*** Exercise data ***

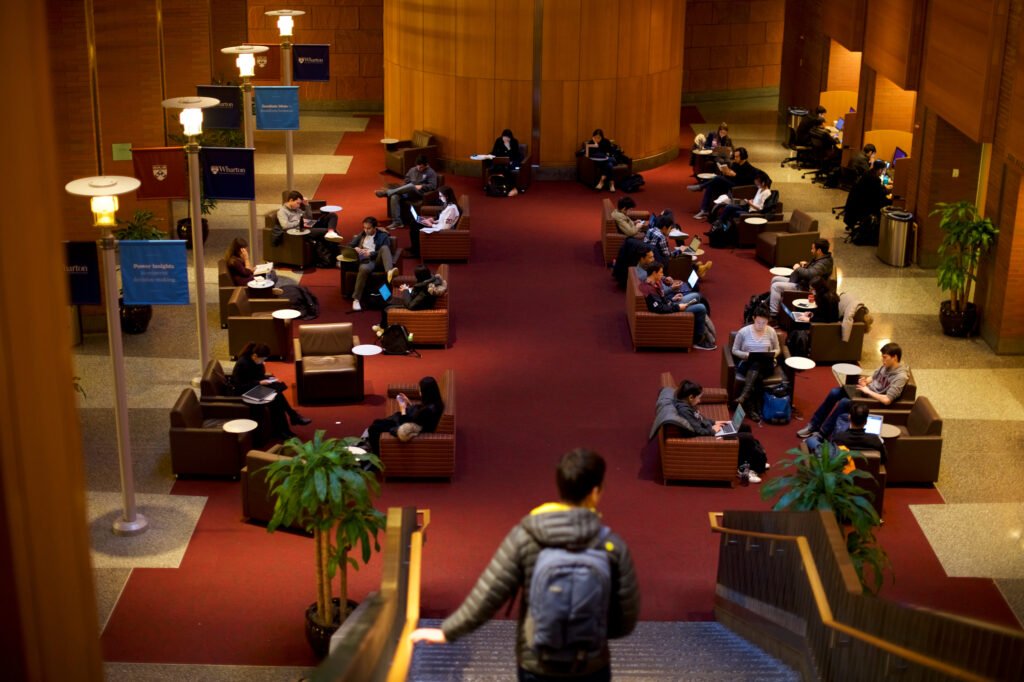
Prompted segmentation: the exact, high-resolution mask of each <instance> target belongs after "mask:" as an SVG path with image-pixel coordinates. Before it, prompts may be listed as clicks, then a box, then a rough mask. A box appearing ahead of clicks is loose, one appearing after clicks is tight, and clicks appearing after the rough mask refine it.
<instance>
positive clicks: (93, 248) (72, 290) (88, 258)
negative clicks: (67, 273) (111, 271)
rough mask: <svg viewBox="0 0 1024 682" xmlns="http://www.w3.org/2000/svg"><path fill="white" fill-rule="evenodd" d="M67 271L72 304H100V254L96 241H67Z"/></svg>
mask: <svg viewBox="0 0 1024 682" xmlns="http://www.w3.org/2000/svg"><path fill="white" fill-rule="evenodd" d="M65 272H67V273H68V287H69V293H70V294H71V304H72V305H99V304H100V303H102V299H101V298H100V295H99V255H98V254H97V253H96V243H95V242H65Z"/></svg>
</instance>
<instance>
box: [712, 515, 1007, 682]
mask: <svg viewBox="0 0 1024 682" xmlns="http://www.w3.org/2000/svg"><path fill="white" fill-rule="evenodd" d="M709 516H710V521H711V528H712V531H713V532H717V534H720V535H721V536H722V538H721V542H720V545H719V567H718V581H717V583H718V584H717V586H716V614H717V616H718V619H719V621H720V622H722V623H723V624H725V625H727V626H729V627H730V628H732V629H733V630H736V631H737V632H739V633H740V634H742V635H744V636H745V637H748V638H749V639H752V640H753V641H755V642H756V643H758V644H760V645H761V646H764V647H765V648H767V649H768V650H770V651H772V652H773V653H775V654H776V655H779V656H780V657H782V658H783V659H785V660H786V662H787V663H790V664H791V665H794V666H796V667H797V668H798V669H800V670H802V671H803V672H804V674H805V676H807V677H814V678H820V679H825V680H844V681H845V680H882V679H889V678H893V677H897V676H898V677H899V679H900V680H918V679H921V680H935V679H955V680H990V679H991V680H1020V679H1024V633H1021V632H1018V631H1014V630H1010V629H1007V628H1000V627H997V626H993V625H990V624H986V623H982V622H979V621H973V620H970V619H964V617H958V616H954V615H951V614H947V613H940V612H937V611H931V610H927V609H920V608H914V607H910V606H905V605H902V604H896V603H893V602H890V601H887V600H885V599H883V598H878V597H873V596H870V595H865V594H862V591H861V588H860V584H859V582H858V580H857V577H856V572H855V570H854V569H853V564H852V563H851V561H850V557H849V554H848V553H847V551H846V546H845V543H844V541H843V536H842V532H841V531H840V528H839V525H838V523H837V522H836V517H835V514H833V513H830V512H724V513H722V512H712V513H710V515H709Z"/></svg>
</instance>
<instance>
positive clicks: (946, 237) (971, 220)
mask: <svg viewBox="0 0 1024 682" xmlns="http://www.w3.org/2000/svg"><path fill="white" fill-rule="evenodd" d="M931 215H940V216H942V217H941V219H940V220H939V229H941V230H942V244H940V245H939V256H941V258H942V260H941V261H939V267H938V281H939V287H941V288H942V290H943V291H948V292H949V301H950V304H951V306H952V310H953V312H962V311H964V309H965V308H967V304H968V303H969V302H970V300H971V290H972V287H973V286H974V284H975V282H976V281H977V270H978V263H979V262H980V261H981V257H982V256H984V255H985V253H987V252H988V250H989V249H990V248H991V247H992V243H993V242H994V241H995V236H996V235H998V233H999V229H998V228H997V227H996V226H995V225H994V224H992V221H991V220H990V219H988V218H982V217H981V216H980V215H979V214H978V208H977V207H976V206H975V205H974V204H972V203H971V202H967V201H962V202H951V203H947V202H940V203H938V204H936V205H935V210H934V211H932V213H931Z"/></svg>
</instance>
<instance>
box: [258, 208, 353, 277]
mask: <svg viewBox="0 0 1024 682" xmlns="http://www.w3.org/2000/svg"><path fill="white" fill-rule="evenodd" d="M303 227H305V228H307V229H309V235H307V236H306V239H308V240H310V241H311V242H312V243H313V247H314V251H315V252H316V257H317V265H319V266H321V267H334V266H335V265H334V263H335V261H334V257H335V256H336V255H337V247H336V246H335V245H334V244H331V243H330V242H328V241H327V240H326V239H325V238H326V237H327V233H328V232H334V231H335V230H336V229H337V227H338V214H337V213H327V214H324V215H321V217H319V219H317V220H315V221H314V220H313V214H312V210H311V209H310V208H309V204H308V203H307V202H306V200H305V198H303V196H302V193H301V191H296V190H295V189H293V190H291V191H289V193H288V198H287V199H286V200H285V203H284V204H282V206H281V208H280V209H278V223H276V224H275V225H274V226H273V228H272V229H271V230H270V231H271V235H272V237H273V244H275V245H276V244H281V241H282V240H283V239H285V231H286V230H289V229H302V228H303Z"/></svg>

***

Exercise description:
Reproduce every one of the records above verbatim, omitting the pictures from your answer.

Expected output:
Prompted segmentation: the exact, high-resolution mask of each <instance> target belongs after "mask:" as an SVG path with image-pixel coordinates. Before it, prompts may be listed as clicks, then a box, then a rough mask. A box appearing ahead of clicks is loose, one appearing after clicks is tight, and clicks appearing after the rough mask refine it.
<instance>
positive clicks: (93, 248) (72, 290) (88, 258)
negative clicks: (67, 273) (111, 271)
rough mask: <svg viewBox="0 0 1024 682" xmlns="http://www.w3.org/2000/svg"><path fill="white" fill-rule="evenodd" d="M67 271L72 304H100V254L96 241H67Z"/></svg>
mask: <svg viewBox="0 0 1024 682" xmlns="http://www.w3.org/2000/svg"><path fill="white" fill-rule="evenodd" d="M65 272H67V273H68V287H69V293H70V294H71V304H72V305H99V304H100V303H102V299H101V298H100V295H99V255H98V254H97V253H96V243H95V242H65Z"/></svg>
</instance>
<instance>
box: [712, 515, 1007, 682]
mask: <svg viewBox="0 0 1024 682" xmlns="http://www.w3.org/2000/svg"><path fill="white" fill-rule="evenodd" d="M709 516H710V521H711V528H712V531H713V532H717V534H720V535H721V536H722V538H721V542H720V545H719V567H718V581H717V583H718V584H717V586H716V614H717V616H718V619H719V621H720V622H722V623H723V624H725V625H727V626H729V627H730V628H732V629H733V630H736V631H737V632H739V633H740V634H742V635H744V636H745V637H748V638H749V639H752V640H753V641H755V642H756V643H758V644H760V645H761V646H764V647H765V648H767V649H768V650H770V651H772V652H773V653H775V654H776V655H779V656H780V657H782V658H783V659H785V660H786V662H787V663H790V664H791V665H794V666H796V667H797V668H798V669H800V670H802V671H803V672H804V674H805V676H807V677H814V678H820V679H825V680H844V681H845V680H882V679H889V678H893V677H897V676H898V677H899V679H900V680H918V679H921V680H935V679H955V680H990V679H991V680H1020V679H1024V633H1021V632H1018V631H1014V630H1010V629H1007V628H1000V627H997V626H993V625H990V624H986V623H982V622H979V621H973V620H970V619H964V617H958V616H954V615H951V614H947V613H940V612H937V611H931V610H927V609H920V608H914V607H910V606H905V605H902V604H896V603H893V602H890V601H887V600H885V599H883V598H878V597H873V596H870V595H865V594H862V591H861V588H860V584H859V582H858V580H857V577H856V572H855V570H854V569H853V564H852V563H851V561H850V557H849V554H848V553H847V551H846V546H845V543H844V541H843V536H842V532H841V531H840V528H839V525H838V523H837V522H836V517H835V514H833V513H830V512H724V513H722V512H712V513H710V515H709Z"/></svg>
</instance>
<instance>
positive clicks: (946, 237) (971, 220)
mask: <svg viewBox="0 0 1024 682" xmlns="http://www.w3.org/2000/svg"><path fill="white" fill-rule="evenodd" d="M931 215H940V216H942V217H941V219H940V220H939V229H941V230H942V244H940V245H939V256H941V258H942V260H941V261H939V267H938V281H939V287H941V288H942V290H943V291H948V292H949V301H950V304H951V306H952V310H953V312H962V311H964V309H965V308H967V304H968V303H969V302H970V300H971V290H972V287H973V286H974V284H975V282H976V281H977V270H978V263H979V262H980V261H981V257H982V256H984V255H985V253H987V252H988V250H989V249H990V248H991V247H992V243H993V242H994V241H995V236H996V235H998V233H999V229H998V228H997V227H996V226H995V225H994V224H992V221H991V220H990V219H988V218H982V217H981V216H980V215H979V214H978V208H977V207H976V206H975V205H974V204H972V203H971V202H967V201H962V202H951V203H947V202H940V203H938V204H936V205H935V210H934V211H932V213H931Z"/></svg>
</instance>
<instance>
box: [258, 208, 353, 277]
mask: <svg viewBox="0 0 1024 682" xmlns="http://www.w3.org/2000/svg"><path fill="white" fill-rule="evenodd" d="M303 227H305V228H307V229H309V235H307V236H306V239H308V240H310V241H311V242H312V243H313V247H314V251H315V252H316V257H317V265H319V266H321V267H334V266H335V265H334V263H335V261H334V257H335V256H336V255H337V247H336V246H335V245H334V244H331V243H330V242H328V241H327V240H326V239H325V238H326V237H327V233H328V232H334V231H335V230H336V229H337V227H338V214H337V213H327V214H324V215H321V217H319V219H317V220H315V221H314V220H313V214H312V210H311V209H310V208H309V204H308V203H307V202H306V200H305V198H303V196H302V193H301V191H296V190H295V189H293V190H291V191H289V193H288V198H287V199H286V200H285V203H284V204H282V206H281V208H280V209H278V223H276V224H275V225H274V226H273V228H272V229H271V230H270V231H271V235H272V237H273V244H275V245H276V244H281V241H282V240H283V239H285V231H286V230H289V229H302V228H303Z"/></svg>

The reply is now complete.